_OBJECTIVE_. Below are records; transcribe only the line with "Point to one spot on every instance of the side" and those after it, through the last line, without any change.

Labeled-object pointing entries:

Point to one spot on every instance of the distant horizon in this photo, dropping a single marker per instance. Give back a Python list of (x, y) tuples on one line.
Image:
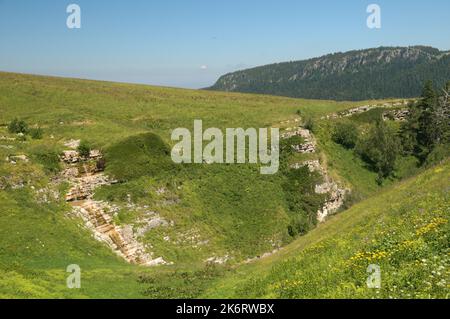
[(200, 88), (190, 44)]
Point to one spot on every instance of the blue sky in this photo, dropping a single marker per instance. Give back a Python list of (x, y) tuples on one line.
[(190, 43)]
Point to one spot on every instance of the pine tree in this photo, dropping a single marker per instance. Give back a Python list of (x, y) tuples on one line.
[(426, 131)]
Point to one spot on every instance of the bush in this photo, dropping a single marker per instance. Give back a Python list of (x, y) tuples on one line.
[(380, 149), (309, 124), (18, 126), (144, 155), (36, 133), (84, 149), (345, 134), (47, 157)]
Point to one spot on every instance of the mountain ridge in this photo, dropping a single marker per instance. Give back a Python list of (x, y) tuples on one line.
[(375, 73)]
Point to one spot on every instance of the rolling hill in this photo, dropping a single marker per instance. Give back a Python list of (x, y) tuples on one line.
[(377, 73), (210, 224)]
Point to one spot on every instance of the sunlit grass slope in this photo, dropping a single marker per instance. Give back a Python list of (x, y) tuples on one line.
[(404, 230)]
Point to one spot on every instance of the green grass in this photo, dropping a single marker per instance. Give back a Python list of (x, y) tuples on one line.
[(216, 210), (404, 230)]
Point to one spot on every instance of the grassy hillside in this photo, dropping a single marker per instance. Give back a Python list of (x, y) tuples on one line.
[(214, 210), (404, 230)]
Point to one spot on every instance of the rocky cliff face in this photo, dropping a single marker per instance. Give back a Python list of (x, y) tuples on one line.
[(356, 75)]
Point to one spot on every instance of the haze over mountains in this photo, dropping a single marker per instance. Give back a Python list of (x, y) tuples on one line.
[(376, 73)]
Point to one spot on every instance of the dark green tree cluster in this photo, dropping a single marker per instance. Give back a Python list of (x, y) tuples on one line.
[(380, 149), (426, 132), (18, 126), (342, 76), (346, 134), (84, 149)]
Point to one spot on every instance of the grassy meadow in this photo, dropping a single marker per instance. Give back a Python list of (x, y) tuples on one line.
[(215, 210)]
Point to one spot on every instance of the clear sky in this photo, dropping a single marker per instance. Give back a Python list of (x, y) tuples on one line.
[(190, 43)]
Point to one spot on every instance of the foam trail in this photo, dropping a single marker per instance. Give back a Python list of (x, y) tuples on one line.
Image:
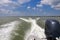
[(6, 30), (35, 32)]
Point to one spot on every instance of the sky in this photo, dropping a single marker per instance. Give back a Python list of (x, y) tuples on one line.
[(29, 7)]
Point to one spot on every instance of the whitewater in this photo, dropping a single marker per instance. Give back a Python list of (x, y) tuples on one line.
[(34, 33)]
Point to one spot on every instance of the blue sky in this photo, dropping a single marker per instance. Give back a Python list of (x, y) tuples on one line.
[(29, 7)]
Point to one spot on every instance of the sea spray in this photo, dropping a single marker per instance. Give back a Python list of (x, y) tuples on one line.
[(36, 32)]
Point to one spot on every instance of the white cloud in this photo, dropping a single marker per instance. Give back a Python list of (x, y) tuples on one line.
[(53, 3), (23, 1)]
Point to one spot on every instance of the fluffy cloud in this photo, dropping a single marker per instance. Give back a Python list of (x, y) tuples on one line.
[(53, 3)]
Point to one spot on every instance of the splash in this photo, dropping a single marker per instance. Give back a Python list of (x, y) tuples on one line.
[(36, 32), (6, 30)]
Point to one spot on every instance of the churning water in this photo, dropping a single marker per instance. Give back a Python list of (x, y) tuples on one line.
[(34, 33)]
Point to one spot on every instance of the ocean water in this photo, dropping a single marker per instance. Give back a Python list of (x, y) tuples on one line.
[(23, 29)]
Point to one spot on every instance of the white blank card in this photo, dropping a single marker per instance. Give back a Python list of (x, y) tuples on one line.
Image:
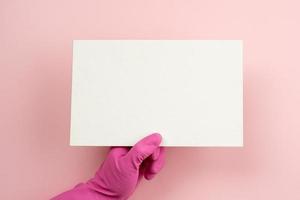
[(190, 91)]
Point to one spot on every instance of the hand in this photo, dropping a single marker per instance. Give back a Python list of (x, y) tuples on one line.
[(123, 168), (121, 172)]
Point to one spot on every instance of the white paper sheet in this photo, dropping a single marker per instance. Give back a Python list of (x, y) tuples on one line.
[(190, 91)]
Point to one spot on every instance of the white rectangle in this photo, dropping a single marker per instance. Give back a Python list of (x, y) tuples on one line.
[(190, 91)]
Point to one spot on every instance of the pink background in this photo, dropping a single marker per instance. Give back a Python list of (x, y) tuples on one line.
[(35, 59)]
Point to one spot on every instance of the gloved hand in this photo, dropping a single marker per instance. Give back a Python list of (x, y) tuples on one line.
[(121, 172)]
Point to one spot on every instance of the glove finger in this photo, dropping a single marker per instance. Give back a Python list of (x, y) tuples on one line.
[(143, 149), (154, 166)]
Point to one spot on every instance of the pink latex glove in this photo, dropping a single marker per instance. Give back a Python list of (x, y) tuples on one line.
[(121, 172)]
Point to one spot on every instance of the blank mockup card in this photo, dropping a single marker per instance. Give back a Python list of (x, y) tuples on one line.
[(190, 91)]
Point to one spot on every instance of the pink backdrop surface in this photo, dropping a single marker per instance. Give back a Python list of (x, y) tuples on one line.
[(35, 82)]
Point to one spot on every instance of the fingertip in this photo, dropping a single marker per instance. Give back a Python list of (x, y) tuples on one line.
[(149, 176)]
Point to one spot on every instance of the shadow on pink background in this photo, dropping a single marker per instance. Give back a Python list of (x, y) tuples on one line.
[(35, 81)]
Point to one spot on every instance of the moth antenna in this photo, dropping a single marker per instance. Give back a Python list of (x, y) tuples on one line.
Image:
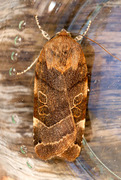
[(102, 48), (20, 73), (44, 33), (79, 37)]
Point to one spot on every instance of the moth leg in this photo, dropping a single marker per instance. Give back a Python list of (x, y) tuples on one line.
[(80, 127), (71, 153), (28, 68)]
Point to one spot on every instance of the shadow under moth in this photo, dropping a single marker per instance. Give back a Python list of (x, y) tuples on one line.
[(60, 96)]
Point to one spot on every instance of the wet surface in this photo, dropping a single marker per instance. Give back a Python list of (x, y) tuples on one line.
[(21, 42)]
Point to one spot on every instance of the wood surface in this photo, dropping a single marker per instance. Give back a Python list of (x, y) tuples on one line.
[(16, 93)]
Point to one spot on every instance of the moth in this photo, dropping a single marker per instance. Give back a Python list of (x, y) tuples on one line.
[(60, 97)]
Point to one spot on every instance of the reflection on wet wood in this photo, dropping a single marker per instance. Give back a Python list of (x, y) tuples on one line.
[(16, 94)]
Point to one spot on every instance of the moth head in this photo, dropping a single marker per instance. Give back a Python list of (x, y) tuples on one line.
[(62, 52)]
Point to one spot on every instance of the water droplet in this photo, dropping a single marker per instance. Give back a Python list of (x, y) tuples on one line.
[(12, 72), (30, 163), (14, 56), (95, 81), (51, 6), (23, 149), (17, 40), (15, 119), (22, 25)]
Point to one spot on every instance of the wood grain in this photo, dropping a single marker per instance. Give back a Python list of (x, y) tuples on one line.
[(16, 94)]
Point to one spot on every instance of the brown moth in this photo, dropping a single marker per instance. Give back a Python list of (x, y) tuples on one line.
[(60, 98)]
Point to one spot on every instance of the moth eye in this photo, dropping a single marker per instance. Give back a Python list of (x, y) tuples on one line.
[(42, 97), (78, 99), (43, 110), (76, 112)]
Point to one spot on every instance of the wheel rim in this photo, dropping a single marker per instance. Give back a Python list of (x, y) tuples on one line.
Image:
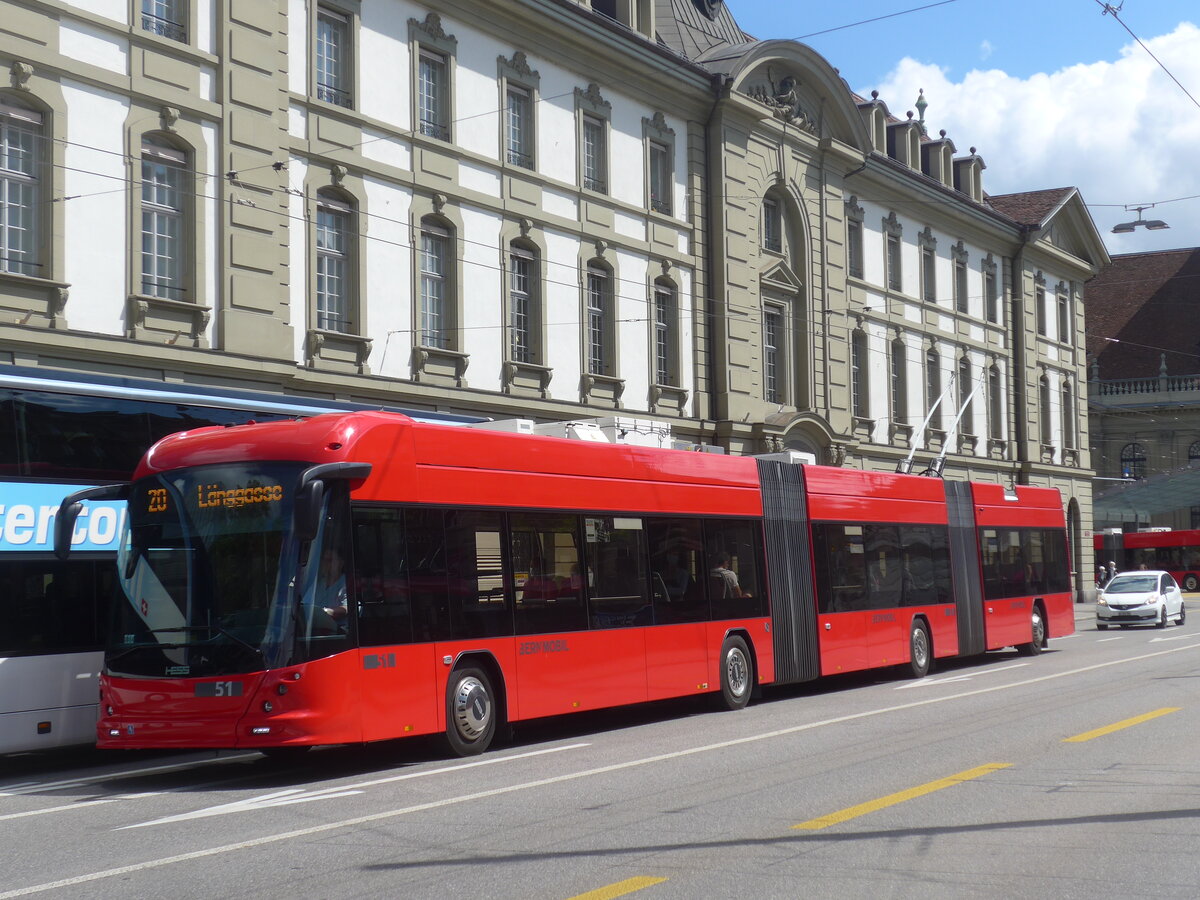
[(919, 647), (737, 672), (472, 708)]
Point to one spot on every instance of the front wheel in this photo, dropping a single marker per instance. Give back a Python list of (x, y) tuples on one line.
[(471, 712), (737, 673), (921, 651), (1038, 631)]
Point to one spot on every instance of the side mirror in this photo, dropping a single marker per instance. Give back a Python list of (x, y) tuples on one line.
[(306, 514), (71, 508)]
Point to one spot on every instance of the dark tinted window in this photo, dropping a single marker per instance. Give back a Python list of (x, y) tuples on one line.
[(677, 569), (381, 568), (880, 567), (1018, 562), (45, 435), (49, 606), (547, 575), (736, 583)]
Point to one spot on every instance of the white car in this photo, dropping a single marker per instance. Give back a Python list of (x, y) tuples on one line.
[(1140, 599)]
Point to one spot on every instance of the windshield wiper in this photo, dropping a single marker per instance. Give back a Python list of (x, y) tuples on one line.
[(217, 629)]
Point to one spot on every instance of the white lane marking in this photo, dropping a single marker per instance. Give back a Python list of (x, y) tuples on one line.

_RESULT OF THIS EXERCISE_.
Point to one spot on every instance of the side mirror in this photo, dropping a single marker per instance. Give back a Python list of (x, y) tuples on one line.
[(306, 514), (71, 508)]
Point to one spot on every instance of the dark tinted window in this photo, dropping a single marker per instance. Give back a Python list of (x, y) tuples on one line.
[(677, 569), (381, 568), (880, 567), (1018, 562), (45, 435), (49, 606), (547, 575), (736, 583)]
Point to one spot on every instance of the white car in this photo, dropping a single marker per instance. Give back a Python list of (x, y) tuples on one line.
[(1140, 599)]
Point to one spot on every instance of the windshield wiper in this photo, dropping a single marker per instance. Give back a Python list of (x, y) tuples on one line.
[(217, 629)]
Point to one spot on every instance of the white lane marking in this photo, dropping a single marker per instance. Give back a Python list of (x, y) tuples on one line.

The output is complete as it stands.